# [TEXTAUSZUG]
================================

Bild: Camille Lepage am 21. Februar 2014 in der Zentralafrikanischen Republik, …
ANGERS taz | Am 15. April sieht Maryvonne Lepage ihre Tochter Camille zum
letzten Mal. Sie holt sie am Flughafen in Paris ab. Ein paar Stunden Zeit
bleiben, bis die Tochter weiter fliegt. Gemeinsam schlendern sie durch die
Straßen, Camille braucht neue Jeans, T-Shirts, Turnschuhe. Sie kam aus New
York und will nach Bangui, in die Hauptstadt der Zentralafrikanischen
Republik. Um ihre Mutter in Paris zu treffen, hat sie einen späteren
Anschlussflug gebucht. Maryvonne Lepage begleitet ihre Tochter zurück zum
Flughafen und macht ein Foto von ihr, bevor sie zurückfährt nach Angers,
mit dem Zug zwei Stunden Richtung Westen. Vier Wochen später ist die
Tochter tot.
Camille Lepage war eine Fotojournalistin aus Frankreich. Am 13. Mai wurde
ihre Leiche auf einem Lastwagen im Westen der Zentralafrikanischen Republik
gefunden, zwischen weiteren Toten. Dort hatte sie christliche
Anti-Balaka-Rebellen auf Patrouille begleitet, als die Gruppe von
muslimischen Ex-Séléka-Rebellen angegriffen wurde. Camille wurde 26 Jahre
alt.
Camille Lepage wagte sich in Gebiete, in die sich selbst französische und
zentralafrikanische Militärs nicht trauen. Woher die Motivation, woher der
Mut? Und wie lebt eine Mutter damit, dass die Tochter ihr Leben riskierte,
um die Gräueltaten anderer zu dokumentieren?
Lebenslustig sei Camille Lepage gewesen, sagen die Kollegen und
Kolleginnen, neugierig, risikofreudig. Eine, die eine Grenze überschritten
habe. Eine, die zu nah dran gewesen sei an Grauen und Tod. Maryvonne
Lepage, die Mutter, 63, blonder Haarschopf, schwarze Brille, Nägel und
Make-up perfekt, sieht das anders.

================================

# [WAS ZU TUN IST]
1/ Wie alt wurde Camille Lepage laut dem Textauszug?
2/ Kopiere bitte aus den Datensätzen wortgetreu alles von der Zeile mit „Target: blue sky“ bis hinunter zum Ende der Datensätze, beide Enden eingeschlossen.

# [GEZEIGTE DATENSÄTZE]
================================

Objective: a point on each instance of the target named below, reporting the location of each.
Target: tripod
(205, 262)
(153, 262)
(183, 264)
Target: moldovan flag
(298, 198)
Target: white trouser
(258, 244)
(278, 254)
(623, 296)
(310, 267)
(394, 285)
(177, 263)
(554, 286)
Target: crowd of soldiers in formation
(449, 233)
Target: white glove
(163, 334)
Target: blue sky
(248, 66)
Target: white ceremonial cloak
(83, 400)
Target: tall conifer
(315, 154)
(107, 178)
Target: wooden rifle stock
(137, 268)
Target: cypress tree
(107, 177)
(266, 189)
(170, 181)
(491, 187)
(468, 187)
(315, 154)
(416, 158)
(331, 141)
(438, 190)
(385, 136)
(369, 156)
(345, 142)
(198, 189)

================================

# [ANTWORTEN]
1/ Camille Lepage wurde 26 Jahre alt.

2/
Target: blue sky
(248, 66)
Target: white ceremonial cloak
(83, 400)
Target: tall conifer
(315, 154)
(107, 178)
Target: wooden rifle stock
(137, 268)
Target: cypress tree
(107, 177)
(266, 189)
(170, 181)
(491, 187)
(468, 187)
(315, 154)
(416, 158)
(331, 141)
(438, 190)
(385, 136)
(369, 156)
(345, 142)
(198, 189)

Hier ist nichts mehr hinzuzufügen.